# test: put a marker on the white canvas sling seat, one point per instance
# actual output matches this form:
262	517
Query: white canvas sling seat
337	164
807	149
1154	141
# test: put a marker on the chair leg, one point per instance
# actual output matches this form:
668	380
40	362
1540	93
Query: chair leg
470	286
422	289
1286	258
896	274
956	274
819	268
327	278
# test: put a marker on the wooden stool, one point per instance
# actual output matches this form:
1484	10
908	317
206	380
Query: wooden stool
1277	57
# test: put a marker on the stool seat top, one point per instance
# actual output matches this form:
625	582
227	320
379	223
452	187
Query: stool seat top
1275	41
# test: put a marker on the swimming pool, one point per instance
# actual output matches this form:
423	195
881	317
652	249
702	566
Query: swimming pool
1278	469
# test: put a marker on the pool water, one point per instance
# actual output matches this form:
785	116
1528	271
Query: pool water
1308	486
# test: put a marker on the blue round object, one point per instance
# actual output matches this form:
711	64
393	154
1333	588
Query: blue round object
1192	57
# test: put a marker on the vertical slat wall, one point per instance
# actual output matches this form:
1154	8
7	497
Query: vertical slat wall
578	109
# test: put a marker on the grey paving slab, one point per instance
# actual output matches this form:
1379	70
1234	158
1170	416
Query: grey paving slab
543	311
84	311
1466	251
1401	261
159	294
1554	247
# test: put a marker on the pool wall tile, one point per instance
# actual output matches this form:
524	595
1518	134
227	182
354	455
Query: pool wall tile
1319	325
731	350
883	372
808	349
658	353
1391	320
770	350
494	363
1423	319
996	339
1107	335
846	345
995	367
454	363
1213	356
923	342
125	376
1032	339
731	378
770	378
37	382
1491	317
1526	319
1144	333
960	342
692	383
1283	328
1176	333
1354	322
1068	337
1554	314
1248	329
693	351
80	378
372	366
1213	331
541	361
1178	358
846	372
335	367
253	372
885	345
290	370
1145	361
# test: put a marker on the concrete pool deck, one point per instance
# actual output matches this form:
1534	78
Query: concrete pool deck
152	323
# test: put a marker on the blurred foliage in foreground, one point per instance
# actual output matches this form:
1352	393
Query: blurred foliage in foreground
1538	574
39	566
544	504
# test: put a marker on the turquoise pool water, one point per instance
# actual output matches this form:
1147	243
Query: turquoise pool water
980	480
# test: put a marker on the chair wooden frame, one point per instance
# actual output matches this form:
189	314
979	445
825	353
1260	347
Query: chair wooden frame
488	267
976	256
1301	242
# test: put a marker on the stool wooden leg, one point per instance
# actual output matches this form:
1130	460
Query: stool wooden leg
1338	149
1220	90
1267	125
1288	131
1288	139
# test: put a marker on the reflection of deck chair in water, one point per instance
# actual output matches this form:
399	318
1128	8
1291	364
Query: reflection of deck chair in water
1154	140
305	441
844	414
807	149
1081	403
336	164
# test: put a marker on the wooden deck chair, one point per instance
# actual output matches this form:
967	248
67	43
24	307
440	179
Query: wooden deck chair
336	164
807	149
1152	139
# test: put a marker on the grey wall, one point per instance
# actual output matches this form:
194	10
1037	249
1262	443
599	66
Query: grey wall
══════
> _Exercise aim_
Copy all of the data above line for line, with no changes.

> _The output_
# test: put a marker on the white canvas sling seat, one point per instance
# actual output matches this form:
262	517
Query: white canvas sling seat
337	164
807	149
1154	141
# test: put a marker on the chair leg, one point per instance
# actual output matches this form:
668	380
40	362
1540	93
Query: chair leg
470	286
422	289
1286	258
896	274
956	274
819	268
327	278
# test: put a marker on the wooden stool, one point per instance
# actual output matches this form:
1484	10
908	317
206	380
Query: wooden stool
1277	57
# test: put a marker on the stool seat top, one point per instance
# actual output matches this form:
625	582
227	320
379	223
452	187
Query: stool seat top
1275	41
# test: put a marker on the swimming pool, one point per instance
# actual output matches this form:
423	195
881	317
652	249
702	566
Query: swimming pool
1278	469
# test: put a marker on the pool water, one point per instance
# actual output matches this form:
785	116
1528	271
Query: pool water
1308	486
# test: put a marker on the blue round object, one point per instance
# actual output matches this form:
711	64
393	154
1333	588
Query: blue round object
1192	57
# test: put a marker on the vertical slat wall, one point per instance
# actual output matches this form:
1154	8
7	497
Query: vertical slat wall
578	109
# test: put a marker on the grey paving slab, one point per instance
# actual output matches this form:
1379	70
1234	158
1170	416
Query: grey paving slab
543	311
84	311
1466	251
1401	261
159	294
1554	247
# test: put a marker on the pool wall tile, one point per instance
# actual output matches this form:
524	595
1518	134
227	182
354	455
Query: pool wall tile
1319	325
731	350
883	372
808	349
658	353
1391	320
770	350
494	363
1423	319
996	339
1107	335
846	345
995	367
454	363
1213	356
923	342
125	376
1032	339
731	378
770	378
37	382
1491	317
1526	319
1144	333
960	342
692	383
1283	328
1176	333
1354	322
1068	337
1554	314
1248	329
693	351
80	378
372	366
1213	331
541	361
1178	358
846	372
335	367
253	372
885	345
290	370
1145	361
# test: put a marker on the concrete pool deck, one point per instance
# actual output matches this form:
1534	78
Query: concrete pool deck
152	323
# test: put a marker on the blurred foliage in foreground, one point per instance
# actual output matches this form:
1352	393
Query: blurred foliage in foreground
1538	574
39	566
544	504
# test: put a marker on the turquoise pool water, one point per instance
# actual output matches this form:
1147	243
Query: turquoise pool water
980	480
# test: put a marker on the chair wooden frame, one point per instance
# actual output matches this form:
189	314
979	445
825	353
1260	347
Query: chair wooden frame
488	267
976	256
1301	242
# test: put a marker on the stool wooden leg, one point per instance
# actual output matches this form:
1130	460
Query: stool wooden leg
1338	149
1220	90
1267	125
1288	131
1288	139
# test: put a marker on the reflection of deck chair in water, one point per instance
# actual output matches this form:
399	318
1128	8
1291	364
Query: reflection of deck chair in water
1154	140
305	441
844	414
807	149
1081	403
336	164
# test: put a marker on the wooden deck chair, one point per instance
# actual output matches this form:
967	248
67	43
24	307
440	179
Query: wooden deck chair
336	164
807	149
1152	139
# test: put a marker on the grey wall, one point per instance
# actual output matches this form:
194	10
1037	249
1262	443
599	66
Query: grey wall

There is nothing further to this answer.